# Description of the task:
Return the data below exactly, but only from the line containing "In the photo above, each instance of the framed" through the line containing "In the photo above, each instance of the flat", with both of those lines included.

(Natural language region descriptions)
+ + + + + + +

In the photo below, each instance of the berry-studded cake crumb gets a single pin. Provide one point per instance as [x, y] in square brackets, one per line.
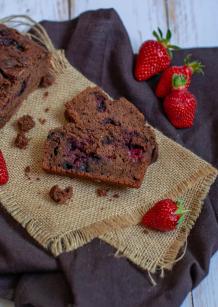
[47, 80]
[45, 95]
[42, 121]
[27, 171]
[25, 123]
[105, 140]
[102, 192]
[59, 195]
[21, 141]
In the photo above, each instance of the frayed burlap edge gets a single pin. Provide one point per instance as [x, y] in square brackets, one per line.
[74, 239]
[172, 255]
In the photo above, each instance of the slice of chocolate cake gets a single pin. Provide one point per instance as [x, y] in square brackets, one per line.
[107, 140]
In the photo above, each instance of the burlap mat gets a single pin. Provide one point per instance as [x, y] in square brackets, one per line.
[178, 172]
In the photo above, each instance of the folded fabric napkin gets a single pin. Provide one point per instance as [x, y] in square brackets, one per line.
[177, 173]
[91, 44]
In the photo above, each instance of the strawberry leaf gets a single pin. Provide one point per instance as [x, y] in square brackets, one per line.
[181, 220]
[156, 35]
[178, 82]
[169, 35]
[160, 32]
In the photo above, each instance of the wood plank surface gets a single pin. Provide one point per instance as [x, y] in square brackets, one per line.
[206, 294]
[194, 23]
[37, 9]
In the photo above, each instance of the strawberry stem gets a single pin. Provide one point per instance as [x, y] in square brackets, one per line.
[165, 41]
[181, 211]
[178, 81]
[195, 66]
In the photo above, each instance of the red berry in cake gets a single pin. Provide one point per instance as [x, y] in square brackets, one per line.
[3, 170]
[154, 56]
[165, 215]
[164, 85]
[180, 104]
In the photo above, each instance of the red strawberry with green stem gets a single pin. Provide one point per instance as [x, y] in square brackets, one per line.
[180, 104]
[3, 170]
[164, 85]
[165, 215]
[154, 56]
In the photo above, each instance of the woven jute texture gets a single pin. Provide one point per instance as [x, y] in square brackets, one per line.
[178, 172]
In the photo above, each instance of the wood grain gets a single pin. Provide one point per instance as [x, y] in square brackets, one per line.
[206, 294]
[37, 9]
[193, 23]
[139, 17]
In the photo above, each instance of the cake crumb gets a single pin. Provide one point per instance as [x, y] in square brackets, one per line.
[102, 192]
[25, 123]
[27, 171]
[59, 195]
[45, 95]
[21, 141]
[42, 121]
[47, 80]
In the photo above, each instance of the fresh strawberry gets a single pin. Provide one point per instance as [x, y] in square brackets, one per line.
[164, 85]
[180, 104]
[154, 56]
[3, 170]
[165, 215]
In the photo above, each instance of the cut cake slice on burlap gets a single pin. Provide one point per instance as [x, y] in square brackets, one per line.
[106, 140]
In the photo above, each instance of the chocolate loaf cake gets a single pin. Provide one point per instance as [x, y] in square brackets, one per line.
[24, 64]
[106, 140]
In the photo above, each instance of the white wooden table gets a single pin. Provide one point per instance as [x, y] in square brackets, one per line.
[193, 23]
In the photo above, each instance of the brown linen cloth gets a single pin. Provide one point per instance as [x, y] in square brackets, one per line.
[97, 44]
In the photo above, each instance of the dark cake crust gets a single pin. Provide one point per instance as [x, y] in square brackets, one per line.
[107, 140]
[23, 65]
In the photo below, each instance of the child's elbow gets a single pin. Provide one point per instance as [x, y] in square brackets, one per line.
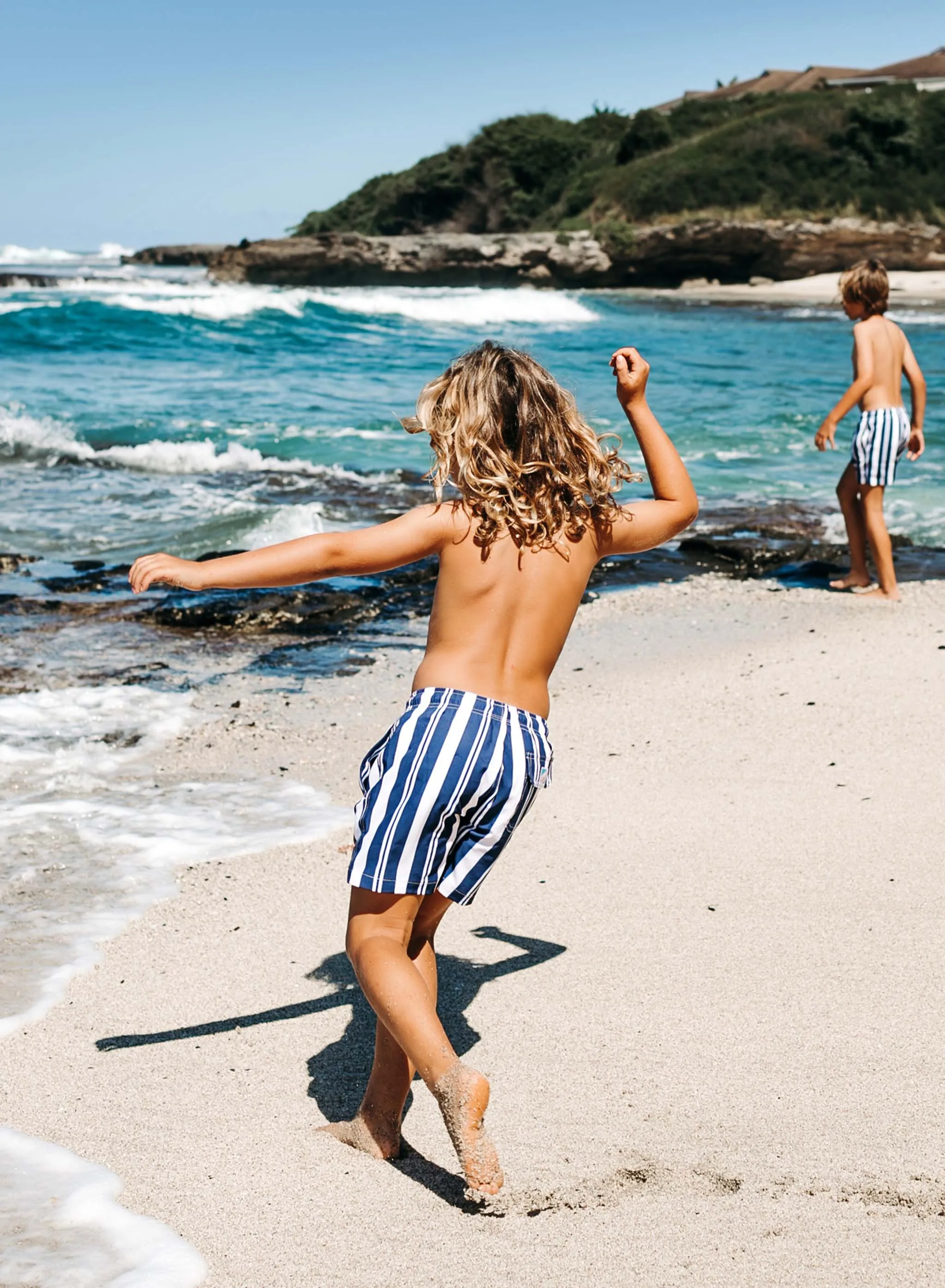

+ + + + + + +

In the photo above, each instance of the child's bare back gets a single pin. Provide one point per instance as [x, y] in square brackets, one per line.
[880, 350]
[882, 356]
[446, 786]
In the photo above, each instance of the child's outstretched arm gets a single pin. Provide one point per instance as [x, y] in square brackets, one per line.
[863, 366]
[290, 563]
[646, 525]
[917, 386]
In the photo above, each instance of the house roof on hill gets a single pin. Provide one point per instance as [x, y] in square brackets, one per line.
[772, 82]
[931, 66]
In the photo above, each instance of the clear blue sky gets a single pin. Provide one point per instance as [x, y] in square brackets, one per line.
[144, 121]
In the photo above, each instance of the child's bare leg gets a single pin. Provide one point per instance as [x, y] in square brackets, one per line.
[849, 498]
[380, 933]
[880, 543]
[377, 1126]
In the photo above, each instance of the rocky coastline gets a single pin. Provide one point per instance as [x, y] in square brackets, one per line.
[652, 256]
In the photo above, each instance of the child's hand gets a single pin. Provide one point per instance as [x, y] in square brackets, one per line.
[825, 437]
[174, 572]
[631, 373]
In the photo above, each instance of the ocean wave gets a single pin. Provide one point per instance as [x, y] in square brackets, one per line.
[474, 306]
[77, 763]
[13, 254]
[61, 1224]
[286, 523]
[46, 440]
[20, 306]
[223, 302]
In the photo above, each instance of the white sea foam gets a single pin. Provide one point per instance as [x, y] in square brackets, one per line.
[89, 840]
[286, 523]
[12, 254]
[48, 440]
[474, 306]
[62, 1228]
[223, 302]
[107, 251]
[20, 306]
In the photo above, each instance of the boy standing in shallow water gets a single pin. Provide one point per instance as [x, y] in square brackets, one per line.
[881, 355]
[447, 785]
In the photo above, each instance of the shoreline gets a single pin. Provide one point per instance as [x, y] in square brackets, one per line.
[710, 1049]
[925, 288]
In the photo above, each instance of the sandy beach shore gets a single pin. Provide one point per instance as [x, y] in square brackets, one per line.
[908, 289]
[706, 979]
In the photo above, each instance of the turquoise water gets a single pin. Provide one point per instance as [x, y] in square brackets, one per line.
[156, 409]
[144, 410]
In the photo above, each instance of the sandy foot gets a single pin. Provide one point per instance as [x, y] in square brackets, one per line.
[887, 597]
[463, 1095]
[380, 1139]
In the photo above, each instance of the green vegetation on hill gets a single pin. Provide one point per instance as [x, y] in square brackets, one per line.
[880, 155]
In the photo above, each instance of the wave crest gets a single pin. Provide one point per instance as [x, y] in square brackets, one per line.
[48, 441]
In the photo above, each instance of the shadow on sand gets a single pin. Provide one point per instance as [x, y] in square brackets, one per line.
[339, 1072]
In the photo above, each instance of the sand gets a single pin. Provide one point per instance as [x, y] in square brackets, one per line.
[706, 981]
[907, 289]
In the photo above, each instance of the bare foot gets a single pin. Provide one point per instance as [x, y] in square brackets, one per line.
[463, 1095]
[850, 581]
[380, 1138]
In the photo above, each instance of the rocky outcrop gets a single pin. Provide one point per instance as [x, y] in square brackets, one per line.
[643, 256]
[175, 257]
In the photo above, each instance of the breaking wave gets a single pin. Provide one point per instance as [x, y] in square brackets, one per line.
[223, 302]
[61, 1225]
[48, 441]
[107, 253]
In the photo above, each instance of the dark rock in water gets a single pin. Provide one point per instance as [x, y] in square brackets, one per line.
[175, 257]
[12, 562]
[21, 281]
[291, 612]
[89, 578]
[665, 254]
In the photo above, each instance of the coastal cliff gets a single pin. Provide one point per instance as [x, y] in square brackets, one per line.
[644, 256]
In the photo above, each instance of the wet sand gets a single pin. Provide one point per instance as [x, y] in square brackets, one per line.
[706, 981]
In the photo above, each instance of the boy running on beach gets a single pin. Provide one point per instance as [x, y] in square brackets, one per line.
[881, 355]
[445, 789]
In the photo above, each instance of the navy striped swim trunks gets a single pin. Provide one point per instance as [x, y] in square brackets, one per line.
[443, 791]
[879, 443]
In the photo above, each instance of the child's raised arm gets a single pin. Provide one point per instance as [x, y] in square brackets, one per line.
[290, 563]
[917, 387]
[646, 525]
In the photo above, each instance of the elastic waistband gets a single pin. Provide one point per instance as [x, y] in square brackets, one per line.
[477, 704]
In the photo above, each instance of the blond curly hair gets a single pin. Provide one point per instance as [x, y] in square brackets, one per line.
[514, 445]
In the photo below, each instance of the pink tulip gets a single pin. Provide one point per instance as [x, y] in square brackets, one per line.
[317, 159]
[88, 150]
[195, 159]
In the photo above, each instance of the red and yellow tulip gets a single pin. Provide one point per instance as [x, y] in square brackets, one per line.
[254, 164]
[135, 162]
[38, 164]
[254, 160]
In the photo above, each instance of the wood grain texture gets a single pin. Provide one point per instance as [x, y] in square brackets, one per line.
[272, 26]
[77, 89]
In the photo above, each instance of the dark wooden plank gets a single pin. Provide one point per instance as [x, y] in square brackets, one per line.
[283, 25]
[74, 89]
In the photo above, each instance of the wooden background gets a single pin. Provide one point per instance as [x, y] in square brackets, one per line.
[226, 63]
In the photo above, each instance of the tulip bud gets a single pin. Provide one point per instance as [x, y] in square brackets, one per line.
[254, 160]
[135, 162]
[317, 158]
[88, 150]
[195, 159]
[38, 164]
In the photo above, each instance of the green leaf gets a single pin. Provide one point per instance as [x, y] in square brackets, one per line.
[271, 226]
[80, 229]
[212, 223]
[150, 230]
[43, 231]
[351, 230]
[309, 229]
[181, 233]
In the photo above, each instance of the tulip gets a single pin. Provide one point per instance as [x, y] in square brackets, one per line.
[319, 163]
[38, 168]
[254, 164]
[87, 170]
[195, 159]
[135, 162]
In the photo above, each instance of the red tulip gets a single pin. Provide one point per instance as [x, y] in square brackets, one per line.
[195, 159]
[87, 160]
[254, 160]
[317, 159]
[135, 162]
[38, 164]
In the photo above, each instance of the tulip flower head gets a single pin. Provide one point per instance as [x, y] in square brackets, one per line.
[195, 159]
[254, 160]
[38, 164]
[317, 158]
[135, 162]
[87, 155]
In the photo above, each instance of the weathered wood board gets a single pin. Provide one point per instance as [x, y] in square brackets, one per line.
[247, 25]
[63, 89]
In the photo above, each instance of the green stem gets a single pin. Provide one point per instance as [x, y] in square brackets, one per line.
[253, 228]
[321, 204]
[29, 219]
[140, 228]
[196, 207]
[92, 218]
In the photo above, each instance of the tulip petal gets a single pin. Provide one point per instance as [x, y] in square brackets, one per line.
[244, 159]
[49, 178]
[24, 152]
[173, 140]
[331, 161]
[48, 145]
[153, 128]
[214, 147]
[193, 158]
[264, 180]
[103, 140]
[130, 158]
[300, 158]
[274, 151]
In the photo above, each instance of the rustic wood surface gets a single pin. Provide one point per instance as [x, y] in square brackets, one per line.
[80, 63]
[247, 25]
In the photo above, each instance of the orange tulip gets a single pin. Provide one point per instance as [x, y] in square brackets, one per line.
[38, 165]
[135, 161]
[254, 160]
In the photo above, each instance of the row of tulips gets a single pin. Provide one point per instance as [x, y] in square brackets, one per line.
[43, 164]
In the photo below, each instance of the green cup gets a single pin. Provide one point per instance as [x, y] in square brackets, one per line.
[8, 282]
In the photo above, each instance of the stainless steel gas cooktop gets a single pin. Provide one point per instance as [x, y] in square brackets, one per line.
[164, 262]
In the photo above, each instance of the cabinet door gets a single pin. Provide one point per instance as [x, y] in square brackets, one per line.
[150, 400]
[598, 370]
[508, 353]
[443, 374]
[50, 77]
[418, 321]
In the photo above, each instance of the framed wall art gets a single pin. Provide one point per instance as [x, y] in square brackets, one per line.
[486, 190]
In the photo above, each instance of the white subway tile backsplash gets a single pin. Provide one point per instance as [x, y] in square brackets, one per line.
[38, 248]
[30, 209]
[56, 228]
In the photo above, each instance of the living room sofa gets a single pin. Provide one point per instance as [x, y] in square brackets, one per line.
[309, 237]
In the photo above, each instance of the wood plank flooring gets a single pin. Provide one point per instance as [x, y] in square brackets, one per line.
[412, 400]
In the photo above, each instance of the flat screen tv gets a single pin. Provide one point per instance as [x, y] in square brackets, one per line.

+ + + + + + +

# Result:
In the photo above, each instance of the framed wall art gets a single pin. Provide one point per instance as [x, y] in square brackets, one per line.
[486, 190]
In the photo above, each instance of the white subway tile backsplash gets a single pin. Provide one point per instance as [x, y] in square brackets, one per line.
[38, 248]
[30, 209]
[56, 228]
In the photo above, each instance of the living room sofa gets a single pin. Provide one point per instance as [x, y] in square brackets, one per line.
[309, 237]
In the photo above, each instance of the wood plank flooring gets a single pin. Provide one point per instance as [x, y] in square brackets, one per line.
[412, 400]
In the photo above, each instance of the flat screen tv gets a single pin. Provide one point per instance as [x, y] in square brackets, one per line.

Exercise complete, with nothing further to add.